##### Provided passage #####

RN: Fifty-five. Most of them were easy. What's that expression, shooting fish in a barrel? I mean, who hasn't seen -- and committed to memory -- "Valley of the Dolls" and "Parting Glances"? Still, I'm not entirely convinced of author Alonso Duralde's inclusion of "Moment by Moment," "Xanadu," "Mahogany." Yeah, they're high-camp stink bombs, but Hollywood is full of those.

CP: I loved that he named "Hedwig," "Female Trouble" and "Beautiful Thing," with that Mamas and Papas music. I wasn't sure if I should feel culturally superior for having seen so many of Duralde's picks, or deficient for scoring just over half.

RN: Same here. Maybe that makes us only three-fifths gay.

CP: What is it about our people and the film industry? I endorse this hortatory line by poet Frank O'Hara: "Roll on, reels of celluloid, as the great earth rolls on!" Is there greater joy in life than phoning friends (or texting them) to recite great lines from movies, old and new?

RN: I know. For years, my friend David and I used to play dialogue from "All About Eve," "Moonstruck," "Scenes From the Class Struggle in Beverly Hills," "Rich and Famous" and "Cat on a Hot Tin Roof" into one another's answering machines. I loved coming home and hearing Bette Davis screaming, "Cut, print it. What happens in the next reel? Do I get dragged off screaming to the snake pit?" And I had the voice of Elizabeth Taylor drawling, "Why can't you get ugly, Brick? Why can't you please get fat or ugly or something so I can stand it?" on my voice mail so often that I could do it better than she could. Maybe that's a divide between gay and straight men. The former can recite every word Joan Crawford uttered on celluloid. The latter does "You talkin' to me?" over and over like a dime-store De Niro.

##### Records provided #####

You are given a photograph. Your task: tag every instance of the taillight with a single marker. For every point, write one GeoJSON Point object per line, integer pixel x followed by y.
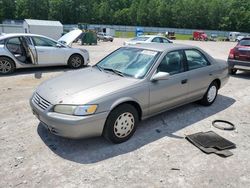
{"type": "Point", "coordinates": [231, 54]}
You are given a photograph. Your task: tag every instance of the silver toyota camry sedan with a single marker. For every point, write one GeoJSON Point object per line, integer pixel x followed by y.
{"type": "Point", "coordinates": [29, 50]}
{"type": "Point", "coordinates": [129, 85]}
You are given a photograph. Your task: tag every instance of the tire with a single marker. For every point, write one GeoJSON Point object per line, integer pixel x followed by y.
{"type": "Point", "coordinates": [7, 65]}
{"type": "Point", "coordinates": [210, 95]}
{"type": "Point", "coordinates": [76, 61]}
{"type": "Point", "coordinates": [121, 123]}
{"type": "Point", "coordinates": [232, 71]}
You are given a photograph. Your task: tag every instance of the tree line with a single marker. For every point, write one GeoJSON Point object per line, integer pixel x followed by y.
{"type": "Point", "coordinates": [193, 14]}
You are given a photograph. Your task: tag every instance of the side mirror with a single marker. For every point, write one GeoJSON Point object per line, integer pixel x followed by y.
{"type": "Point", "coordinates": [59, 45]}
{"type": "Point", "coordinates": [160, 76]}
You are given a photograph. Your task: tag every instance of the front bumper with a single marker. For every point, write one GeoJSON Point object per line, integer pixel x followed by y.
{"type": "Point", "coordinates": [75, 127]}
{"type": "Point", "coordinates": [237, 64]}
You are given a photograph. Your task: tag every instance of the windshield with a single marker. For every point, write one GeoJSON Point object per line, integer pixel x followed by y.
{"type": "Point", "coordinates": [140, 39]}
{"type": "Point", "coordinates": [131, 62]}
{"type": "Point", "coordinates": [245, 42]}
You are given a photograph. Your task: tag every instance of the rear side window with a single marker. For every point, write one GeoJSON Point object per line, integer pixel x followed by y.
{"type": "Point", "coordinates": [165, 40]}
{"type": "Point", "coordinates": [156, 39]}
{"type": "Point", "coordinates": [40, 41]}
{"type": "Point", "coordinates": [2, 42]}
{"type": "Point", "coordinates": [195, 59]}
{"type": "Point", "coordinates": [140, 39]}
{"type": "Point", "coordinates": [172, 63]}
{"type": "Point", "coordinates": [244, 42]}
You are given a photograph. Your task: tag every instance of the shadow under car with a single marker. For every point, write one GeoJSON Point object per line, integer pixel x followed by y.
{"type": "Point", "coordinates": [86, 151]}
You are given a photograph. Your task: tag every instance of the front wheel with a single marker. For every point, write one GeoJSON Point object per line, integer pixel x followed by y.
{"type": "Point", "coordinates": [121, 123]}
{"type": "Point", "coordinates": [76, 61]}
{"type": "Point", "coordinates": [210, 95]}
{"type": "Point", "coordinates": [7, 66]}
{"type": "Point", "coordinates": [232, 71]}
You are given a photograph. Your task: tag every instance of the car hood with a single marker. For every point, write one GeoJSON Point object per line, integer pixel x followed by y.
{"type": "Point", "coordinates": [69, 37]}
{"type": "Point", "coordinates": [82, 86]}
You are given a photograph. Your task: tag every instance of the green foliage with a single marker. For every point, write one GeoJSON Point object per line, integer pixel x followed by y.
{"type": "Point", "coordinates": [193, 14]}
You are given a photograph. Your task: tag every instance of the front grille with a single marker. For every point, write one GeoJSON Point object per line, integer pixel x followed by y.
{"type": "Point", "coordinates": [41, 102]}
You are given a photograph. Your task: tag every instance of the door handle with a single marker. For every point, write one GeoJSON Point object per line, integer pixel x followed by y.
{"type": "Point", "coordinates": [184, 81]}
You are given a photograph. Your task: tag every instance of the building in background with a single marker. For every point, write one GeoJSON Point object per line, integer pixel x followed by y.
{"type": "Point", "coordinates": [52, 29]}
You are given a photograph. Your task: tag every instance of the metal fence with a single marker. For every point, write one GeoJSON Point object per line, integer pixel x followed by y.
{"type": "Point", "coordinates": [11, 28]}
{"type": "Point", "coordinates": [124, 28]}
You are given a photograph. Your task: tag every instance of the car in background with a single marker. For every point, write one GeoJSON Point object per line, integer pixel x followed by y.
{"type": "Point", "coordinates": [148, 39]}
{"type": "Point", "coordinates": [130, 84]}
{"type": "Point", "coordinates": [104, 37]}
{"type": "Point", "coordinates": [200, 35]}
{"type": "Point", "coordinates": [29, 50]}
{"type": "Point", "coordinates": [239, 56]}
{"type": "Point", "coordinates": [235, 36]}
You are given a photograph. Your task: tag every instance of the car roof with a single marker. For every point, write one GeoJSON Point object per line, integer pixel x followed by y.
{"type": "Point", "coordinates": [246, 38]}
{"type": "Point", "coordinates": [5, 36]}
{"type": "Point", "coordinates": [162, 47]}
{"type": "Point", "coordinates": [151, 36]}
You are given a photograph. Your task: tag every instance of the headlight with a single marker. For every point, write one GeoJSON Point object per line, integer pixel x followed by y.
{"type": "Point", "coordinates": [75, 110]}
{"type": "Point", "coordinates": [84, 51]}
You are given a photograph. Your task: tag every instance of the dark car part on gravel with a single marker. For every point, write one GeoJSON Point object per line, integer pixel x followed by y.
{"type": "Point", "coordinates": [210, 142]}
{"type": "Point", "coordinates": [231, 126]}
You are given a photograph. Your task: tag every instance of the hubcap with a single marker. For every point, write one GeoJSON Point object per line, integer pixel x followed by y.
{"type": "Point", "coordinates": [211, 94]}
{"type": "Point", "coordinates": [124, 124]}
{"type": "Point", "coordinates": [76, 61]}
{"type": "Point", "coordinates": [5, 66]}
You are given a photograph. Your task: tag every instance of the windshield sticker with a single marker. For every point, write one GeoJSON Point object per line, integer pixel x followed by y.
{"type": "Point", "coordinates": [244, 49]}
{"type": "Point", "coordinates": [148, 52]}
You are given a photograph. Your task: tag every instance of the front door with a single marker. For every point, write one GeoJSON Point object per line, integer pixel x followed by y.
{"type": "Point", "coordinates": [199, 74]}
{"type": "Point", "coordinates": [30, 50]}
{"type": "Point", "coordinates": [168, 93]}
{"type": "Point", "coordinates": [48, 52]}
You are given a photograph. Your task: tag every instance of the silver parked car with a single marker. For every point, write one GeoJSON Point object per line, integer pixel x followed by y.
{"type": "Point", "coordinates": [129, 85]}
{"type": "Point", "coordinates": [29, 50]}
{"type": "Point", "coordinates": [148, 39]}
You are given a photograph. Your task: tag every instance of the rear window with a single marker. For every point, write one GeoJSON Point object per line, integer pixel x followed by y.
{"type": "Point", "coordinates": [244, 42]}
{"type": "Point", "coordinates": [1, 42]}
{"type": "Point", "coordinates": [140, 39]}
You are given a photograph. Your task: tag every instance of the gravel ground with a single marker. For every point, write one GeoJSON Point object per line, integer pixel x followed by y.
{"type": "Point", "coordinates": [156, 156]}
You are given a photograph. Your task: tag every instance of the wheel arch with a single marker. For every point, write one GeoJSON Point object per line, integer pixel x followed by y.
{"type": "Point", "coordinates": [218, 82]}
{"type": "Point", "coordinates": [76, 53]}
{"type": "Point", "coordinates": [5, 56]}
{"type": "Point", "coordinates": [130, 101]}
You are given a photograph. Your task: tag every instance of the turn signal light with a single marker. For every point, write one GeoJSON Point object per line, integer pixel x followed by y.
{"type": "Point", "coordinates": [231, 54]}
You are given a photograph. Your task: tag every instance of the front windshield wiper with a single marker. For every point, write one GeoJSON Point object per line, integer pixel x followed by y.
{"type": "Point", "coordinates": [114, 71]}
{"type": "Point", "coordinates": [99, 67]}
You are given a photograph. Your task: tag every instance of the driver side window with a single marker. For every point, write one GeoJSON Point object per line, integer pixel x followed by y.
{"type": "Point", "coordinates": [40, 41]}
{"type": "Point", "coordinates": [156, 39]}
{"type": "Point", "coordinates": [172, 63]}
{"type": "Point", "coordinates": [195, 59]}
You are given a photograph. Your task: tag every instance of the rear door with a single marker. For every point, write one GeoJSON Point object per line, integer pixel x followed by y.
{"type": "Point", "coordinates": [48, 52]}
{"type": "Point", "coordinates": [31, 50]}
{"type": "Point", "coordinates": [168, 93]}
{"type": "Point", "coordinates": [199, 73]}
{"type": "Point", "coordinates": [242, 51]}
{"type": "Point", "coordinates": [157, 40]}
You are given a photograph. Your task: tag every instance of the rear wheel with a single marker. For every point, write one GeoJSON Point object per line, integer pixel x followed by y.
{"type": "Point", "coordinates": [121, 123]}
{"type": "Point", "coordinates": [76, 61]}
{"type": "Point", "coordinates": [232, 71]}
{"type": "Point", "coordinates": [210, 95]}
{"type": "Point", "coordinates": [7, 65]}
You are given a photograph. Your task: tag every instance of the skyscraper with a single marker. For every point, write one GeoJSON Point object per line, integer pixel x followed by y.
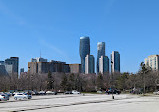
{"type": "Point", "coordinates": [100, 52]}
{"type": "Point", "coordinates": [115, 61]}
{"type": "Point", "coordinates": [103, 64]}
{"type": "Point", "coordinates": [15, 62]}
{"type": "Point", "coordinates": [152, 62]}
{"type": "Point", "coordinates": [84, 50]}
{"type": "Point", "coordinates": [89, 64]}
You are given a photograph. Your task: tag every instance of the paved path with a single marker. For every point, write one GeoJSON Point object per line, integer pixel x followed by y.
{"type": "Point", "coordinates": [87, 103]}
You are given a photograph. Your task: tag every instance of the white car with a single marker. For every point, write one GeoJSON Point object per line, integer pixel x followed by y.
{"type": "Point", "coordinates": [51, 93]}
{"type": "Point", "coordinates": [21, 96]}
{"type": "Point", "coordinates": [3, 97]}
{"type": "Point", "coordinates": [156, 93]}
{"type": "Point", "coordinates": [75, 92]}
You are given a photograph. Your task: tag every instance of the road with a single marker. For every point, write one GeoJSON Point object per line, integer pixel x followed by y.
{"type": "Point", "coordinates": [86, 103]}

#####

# Stated goal A:
In the movie conversation, which poet's line does CP endorse?
# Stated goal B:
In the movie conversation, take the part that opens with the words containing "CP: I loved" and closes with "just over half.", and write it out again with "Hedwig" renamed to "Cabaret".
The listing has nothing to do with the movie conversation.

# Expected output A:
Frank O'Hara

# Expected output B:
CP: I loved that he named "Cabaret," "Female Trouble" and "Beautiful Thing," with that Mamas and Papas music. I wasn't sure if I should feel culturally superior for having seen so many of Duralde's picks, or deficient for scoring just over half.